EXCERPTED TEXT:
== == ==
= External association =

Hypothetical relationship between Ireland and the Commonwealth of Nations

External association was a hypothetical relationship between Ireland and the Commonwealth of Nations proposed by Éamon de Valera in 1921–1922, whereby Ireland would be a sovereign state associated with, but not a member of, the Commonwealth; the British monarch would be head of the association, but not head of state of Ireland. De Valera proposed external association as a compromise between isolationist Irish republicanism on the one hand and Dominion status on the other. Whereas a full republic could not be a member of the Commonwealth until the London Declaration of 1949, a Dominion could not be fully independent until the Statute of Westminster 1931.

External association was never implemented as such; however, de Valera's 1930s diplomacy reflected similar ideas, as did the Commonwealth's London Declaration.

==Origins==
De Valera's thinking on external association was influenced, during his tour of the United States in 1919–1920, by the US Sugar Intervention in Cuba. In U.S. media in February 1920 he compared the future relationship between Britain and Ireland with the Monroe Doctrine relationship between the U.S. and Cuba. Darragh Gannon suggests the mixed reception this "Cuban policy" received among Dáil members foreshadowed the Treaty split of 1921–1922. Nicholas Mansergh traces the first reference to "external association" to 27 July 1921, preceding a proposal by de Valera on 10 August for a treaty of free association between the Irish Republic and Great Britain. De Valera told Mansergh in 1965 that the idea of external association came to him "one morning as he was tying his bootlaces", shortly after Jan Smuts' exploratory visit following the June 1921 ceasefire which ended the Anglo-Irish War (later called the Irish War of Independence). In September 1921, David Lloyd George, the UK prime minister, proposed negotiations into "how the association of Ireland with the community of nations known as the British Empire may best be reconciled with Irish national aspirations". De Valera accepted and explained his concept of external association to the plenipotentiaries sent to London. Their head, Arthur Griffith, later said de Valera told him the idea was to get out of the "straitjacket of the Republic" while "bringing Cathal along", referring to Cathal Brugha, the staunchest republican in the Dáil ministry.
== == ==
RECORD LIST:
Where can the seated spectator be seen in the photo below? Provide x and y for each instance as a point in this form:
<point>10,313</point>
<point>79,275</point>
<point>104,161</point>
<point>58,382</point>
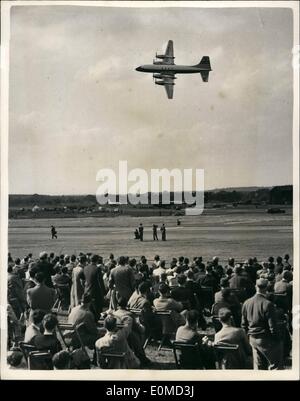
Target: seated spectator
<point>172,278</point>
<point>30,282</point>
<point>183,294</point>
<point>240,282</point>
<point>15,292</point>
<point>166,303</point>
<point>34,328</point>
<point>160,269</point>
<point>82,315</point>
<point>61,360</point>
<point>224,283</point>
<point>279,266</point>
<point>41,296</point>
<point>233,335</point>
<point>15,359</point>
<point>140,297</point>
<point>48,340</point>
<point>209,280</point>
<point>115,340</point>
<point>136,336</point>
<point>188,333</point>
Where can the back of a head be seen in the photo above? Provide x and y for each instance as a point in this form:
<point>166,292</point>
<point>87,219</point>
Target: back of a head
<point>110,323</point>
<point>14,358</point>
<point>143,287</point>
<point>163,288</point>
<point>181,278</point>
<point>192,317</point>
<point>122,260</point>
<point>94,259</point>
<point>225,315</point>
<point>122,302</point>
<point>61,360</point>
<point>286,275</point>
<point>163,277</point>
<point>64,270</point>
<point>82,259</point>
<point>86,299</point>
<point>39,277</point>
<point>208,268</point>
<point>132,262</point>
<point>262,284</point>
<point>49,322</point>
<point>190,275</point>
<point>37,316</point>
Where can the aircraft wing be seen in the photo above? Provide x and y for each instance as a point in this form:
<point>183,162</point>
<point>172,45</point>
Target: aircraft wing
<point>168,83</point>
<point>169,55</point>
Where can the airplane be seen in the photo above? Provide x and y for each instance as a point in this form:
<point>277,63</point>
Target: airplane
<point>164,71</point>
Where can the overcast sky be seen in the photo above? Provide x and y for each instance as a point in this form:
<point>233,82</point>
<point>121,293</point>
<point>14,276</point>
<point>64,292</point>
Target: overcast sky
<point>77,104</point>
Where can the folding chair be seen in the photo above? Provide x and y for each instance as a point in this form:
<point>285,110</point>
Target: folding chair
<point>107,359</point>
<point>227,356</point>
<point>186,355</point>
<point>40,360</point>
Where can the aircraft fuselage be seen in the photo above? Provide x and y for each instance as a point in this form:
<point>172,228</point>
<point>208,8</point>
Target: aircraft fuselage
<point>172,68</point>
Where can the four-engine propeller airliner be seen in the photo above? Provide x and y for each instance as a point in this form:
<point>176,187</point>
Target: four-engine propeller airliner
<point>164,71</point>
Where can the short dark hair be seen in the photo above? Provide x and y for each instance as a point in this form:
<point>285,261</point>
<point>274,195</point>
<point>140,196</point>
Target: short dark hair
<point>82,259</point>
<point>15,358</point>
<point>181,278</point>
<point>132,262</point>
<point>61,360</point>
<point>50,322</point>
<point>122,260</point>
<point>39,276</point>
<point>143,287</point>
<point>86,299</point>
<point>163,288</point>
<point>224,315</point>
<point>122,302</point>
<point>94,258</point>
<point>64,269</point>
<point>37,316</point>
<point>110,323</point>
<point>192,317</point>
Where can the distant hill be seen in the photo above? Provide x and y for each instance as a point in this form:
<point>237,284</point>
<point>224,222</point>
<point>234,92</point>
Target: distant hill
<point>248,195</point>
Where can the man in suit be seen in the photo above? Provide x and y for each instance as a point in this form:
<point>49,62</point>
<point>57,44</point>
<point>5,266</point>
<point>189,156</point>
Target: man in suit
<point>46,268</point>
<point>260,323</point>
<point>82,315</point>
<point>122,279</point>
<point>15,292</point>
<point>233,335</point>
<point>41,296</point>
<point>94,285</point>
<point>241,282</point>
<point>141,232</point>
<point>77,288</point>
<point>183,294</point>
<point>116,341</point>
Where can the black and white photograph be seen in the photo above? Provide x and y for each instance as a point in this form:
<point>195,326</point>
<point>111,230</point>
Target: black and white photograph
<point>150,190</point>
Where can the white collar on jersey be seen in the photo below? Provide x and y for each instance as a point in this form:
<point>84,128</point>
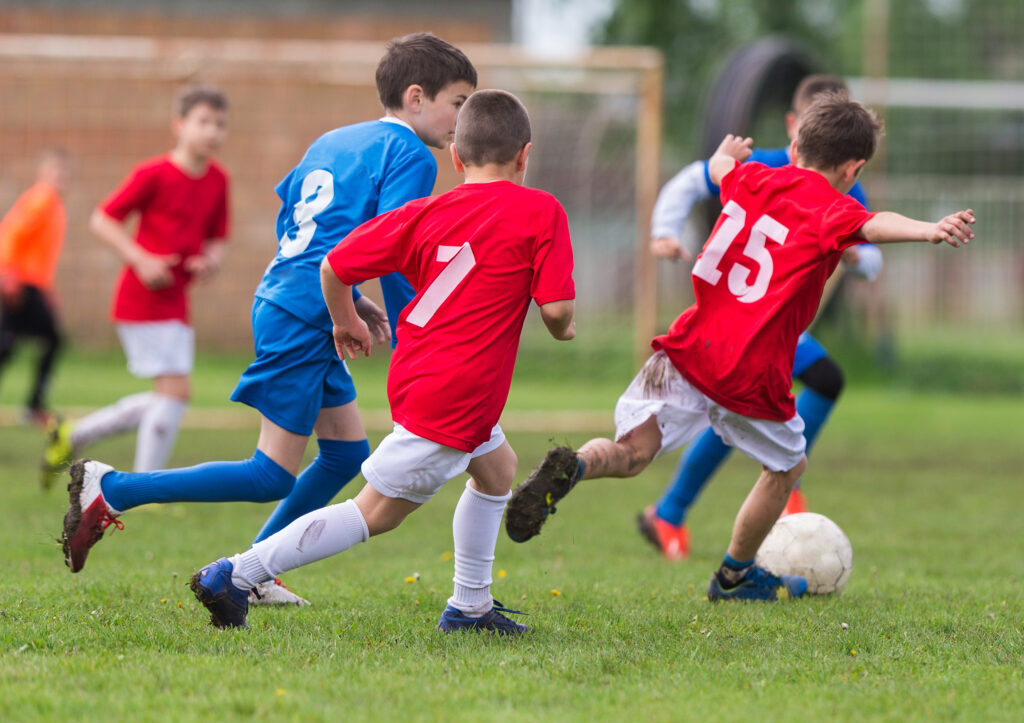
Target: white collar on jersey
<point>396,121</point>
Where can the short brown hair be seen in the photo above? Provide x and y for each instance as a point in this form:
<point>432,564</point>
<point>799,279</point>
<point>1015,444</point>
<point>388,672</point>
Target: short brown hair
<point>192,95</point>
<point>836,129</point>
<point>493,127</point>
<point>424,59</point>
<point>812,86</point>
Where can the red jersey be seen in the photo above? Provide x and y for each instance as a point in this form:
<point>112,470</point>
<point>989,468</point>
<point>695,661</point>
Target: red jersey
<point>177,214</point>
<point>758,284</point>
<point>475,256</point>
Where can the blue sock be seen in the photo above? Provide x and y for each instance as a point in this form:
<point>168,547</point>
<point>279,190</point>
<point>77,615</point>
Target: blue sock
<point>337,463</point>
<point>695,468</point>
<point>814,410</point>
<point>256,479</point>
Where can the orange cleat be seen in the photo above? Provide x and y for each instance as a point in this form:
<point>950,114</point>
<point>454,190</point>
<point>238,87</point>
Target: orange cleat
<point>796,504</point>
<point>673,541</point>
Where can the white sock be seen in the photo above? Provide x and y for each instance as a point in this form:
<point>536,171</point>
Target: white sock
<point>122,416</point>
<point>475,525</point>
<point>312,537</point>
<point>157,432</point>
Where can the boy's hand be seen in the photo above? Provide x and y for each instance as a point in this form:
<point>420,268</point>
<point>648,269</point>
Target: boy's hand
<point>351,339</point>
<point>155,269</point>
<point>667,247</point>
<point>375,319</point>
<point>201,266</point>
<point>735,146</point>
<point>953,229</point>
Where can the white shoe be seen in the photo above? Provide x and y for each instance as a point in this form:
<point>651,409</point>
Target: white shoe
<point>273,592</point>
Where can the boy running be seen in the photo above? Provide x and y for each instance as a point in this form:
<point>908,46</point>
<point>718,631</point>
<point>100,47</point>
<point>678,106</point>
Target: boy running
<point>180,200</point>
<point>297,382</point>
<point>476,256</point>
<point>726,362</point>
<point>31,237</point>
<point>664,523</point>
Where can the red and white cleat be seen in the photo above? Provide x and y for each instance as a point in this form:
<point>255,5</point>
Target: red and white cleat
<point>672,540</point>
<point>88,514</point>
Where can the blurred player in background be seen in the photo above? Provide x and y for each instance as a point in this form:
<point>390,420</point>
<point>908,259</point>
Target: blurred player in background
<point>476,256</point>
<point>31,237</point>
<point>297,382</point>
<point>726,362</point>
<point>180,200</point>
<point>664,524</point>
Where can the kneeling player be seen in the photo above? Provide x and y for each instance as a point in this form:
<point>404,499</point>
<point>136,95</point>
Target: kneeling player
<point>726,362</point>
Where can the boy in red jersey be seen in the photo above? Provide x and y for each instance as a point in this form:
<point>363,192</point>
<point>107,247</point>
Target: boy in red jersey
== == ==
JOB 1: In the text on external association, write out the passage that opens with the words containing "External association was a" and closes with "of Westminster 1931.", copying every word exactly.
JOB 2: Render this sentence from the text on external association in Spanish: "External association was never implemented as such; however, de Valera's 1930s diplomacy reflected similar ideas, as did the Commonwealth's London Declaration."

TASK SOLUTION 1:
External association was a hypothetical relationship between Ireland and the Commonwealth of Nations proposed by Éamon de Valera in 1921–1922, whereby Ireland would be a sovereign state associated with, but not a member of, the Commonwealth; the British monarch would be head of the association, but not head of state of Ireland. De Valera proposed external association as a compromise between isolationist Irish republicanism on the one hand and Dominion status on the other. Whereas a full republic could not be a member of the Commonwealth until the London Declaration of 1949, a Dominion could not be fully independent until the Statute of Westminster 1931.

TASK SOLUTION 2: La asociación externa nunca se implementó como tal; sin embargo, la diplomacia de de Valera en la década de 1930 reflejó ideas similares, al igual que la Declaración de Londres de la Mancomunidad de Naciones.